:: WORK ORDER ::
Using the episode description below, decide whether each statement agrees with it, answering yes or no and quoting the words that decide it. (a) In English, the rule-governed portion of numbers starts at 13. (b) Professor Baroody favors using the single word "count" for both verbal and object counting. (c) The successor principle holds that each step in the counting sequence means one more was added.
---------- EXCERPTED TEXT
In this episode I speak to Professor Art Baroody from the College of Education at the University of Illinois at Urbana-Champaign about matters related to counting and early mathematical development. Professor Baroody shares insights from his extensive research in children's early mathematical learning with anecdotes from his life and work. Among the topics we discuss are:

  • The word “count” is ambiguous; he prefers the terms verbal counting and object counting. Along with subitising, these are foundational for children’s sense of number.
  • The rote portion of numbers (up to 12 in English) and the rule-governed portion of numbers (13 onwards in English)
  • Being able to meaningfully count objects means understanding the cardinality principle
  • How a teacher can assess a child’s competence in object counting. The “hidden stars” game.
  • The importance of subitising (easily recognising, without counting, the number in a set). If a child can subitise small sets of objects and connect it to their verbal counting knowledge, the child can get insights into the structure of the count sequence and into our number system.
  • The importance of children understanding the “increasing magnitude” principle of numbers.
  • Subitising and learning addition and subtraction concepts
  • The value of playing dice games.
  • The successor principle: Each step in the counting sequence means you added one more.
--------------------
---------- DATA EXTRACT
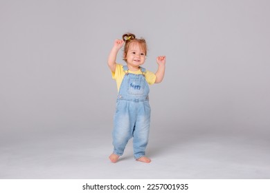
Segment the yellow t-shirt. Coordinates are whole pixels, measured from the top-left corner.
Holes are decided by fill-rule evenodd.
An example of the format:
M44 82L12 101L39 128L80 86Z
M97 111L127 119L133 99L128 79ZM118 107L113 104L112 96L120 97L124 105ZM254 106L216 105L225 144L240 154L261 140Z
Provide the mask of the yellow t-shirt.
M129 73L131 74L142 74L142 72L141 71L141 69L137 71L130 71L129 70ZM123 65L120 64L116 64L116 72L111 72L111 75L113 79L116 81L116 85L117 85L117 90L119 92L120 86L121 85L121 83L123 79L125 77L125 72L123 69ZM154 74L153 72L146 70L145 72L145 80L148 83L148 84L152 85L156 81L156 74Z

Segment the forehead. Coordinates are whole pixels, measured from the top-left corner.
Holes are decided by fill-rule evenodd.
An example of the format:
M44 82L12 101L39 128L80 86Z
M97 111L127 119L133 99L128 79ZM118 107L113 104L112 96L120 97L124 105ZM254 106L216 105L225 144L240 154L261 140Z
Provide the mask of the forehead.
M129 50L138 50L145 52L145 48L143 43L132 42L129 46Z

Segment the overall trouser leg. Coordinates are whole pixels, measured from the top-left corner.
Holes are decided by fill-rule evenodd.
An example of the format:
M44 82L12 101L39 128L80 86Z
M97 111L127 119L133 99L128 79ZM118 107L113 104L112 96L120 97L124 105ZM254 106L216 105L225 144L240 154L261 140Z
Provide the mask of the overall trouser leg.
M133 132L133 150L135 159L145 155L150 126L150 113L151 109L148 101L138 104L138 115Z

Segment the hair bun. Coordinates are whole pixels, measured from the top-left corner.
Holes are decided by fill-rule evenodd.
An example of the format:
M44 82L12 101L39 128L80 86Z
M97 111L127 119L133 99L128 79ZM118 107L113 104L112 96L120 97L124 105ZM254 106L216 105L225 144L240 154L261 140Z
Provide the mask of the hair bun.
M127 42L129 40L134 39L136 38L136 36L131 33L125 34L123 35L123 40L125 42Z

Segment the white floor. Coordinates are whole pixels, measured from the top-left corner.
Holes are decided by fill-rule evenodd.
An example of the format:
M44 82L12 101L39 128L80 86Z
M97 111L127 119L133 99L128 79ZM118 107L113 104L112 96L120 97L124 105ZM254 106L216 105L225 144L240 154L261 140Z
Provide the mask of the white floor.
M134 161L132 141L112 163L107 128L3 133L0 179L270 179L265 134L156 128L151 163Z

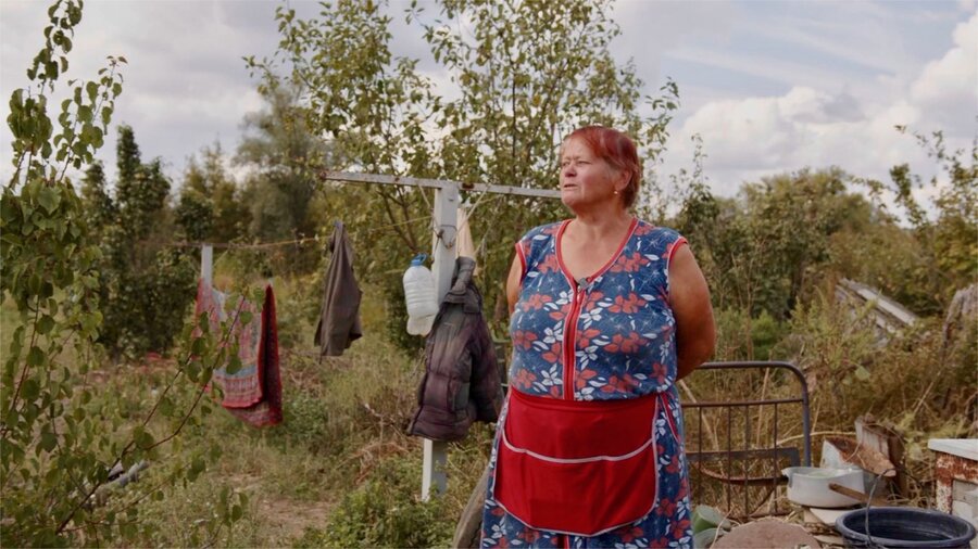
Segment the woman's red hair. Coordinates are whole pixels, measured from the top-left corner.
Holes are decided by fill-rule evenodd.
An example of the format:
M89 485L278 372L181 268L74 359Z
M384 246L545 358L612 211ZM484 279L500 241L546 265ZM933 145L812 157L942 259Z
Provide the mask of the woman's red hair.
--------------------
:: RESPONSE TO THIS EXERCISE ::
(a) Yes: "the rule-governed portion of numbers (13 onwards in English)"
(b) No: "The word “count” is ambiguous; he prefers the terms verbal counting and object counting."
(c) Yes: "Each step in the counting sequence means you added one more."